TASK BRIEF:
Copy out all the records with "put one point" changed to "place a single point" wherever it occurs and everything else kept the same. Leave the pictures out of your answer.

DATA ENTRIES:

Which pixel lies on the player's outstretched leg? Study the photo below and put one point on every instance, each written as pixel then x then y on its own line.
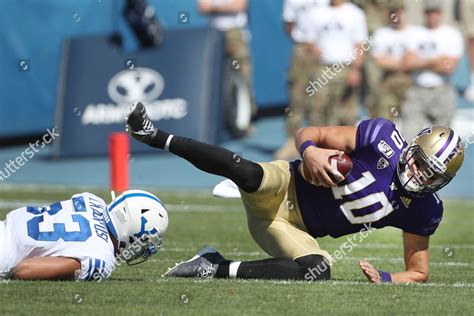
pixel 209 158
pixel 209 263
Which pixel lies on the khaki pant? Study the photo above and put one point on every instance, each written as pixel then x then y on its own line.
pixel 427 106
pixel 300 104
pixel 389 95
pixel 238 52
pixel 334 102
pixel 467 13
pixel 273 216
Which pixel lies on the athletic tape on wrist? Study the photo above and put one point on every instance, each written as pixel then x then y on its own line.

OUTPUT:
Which pixel lies on the player's outstretched leg? Study the photo below and place a single point on every instance, each written as pixel then x then y on its own line.
pixel 209 158
pixel 209 263
Which pixel lies on the khaki pant? Study the photo above and place a single point on every instance, each written as pixel then x then y on its own line.
pixel 427 106
pixel 300 104
pixel 389 95
pixel 238 52
pixel 334 102
pixel 467 13
pixel 273 216
Which pixel lies on the athletic tape on wrist? Study the photo above and place a single point on every instance, each written as pixel then x then y on its own line.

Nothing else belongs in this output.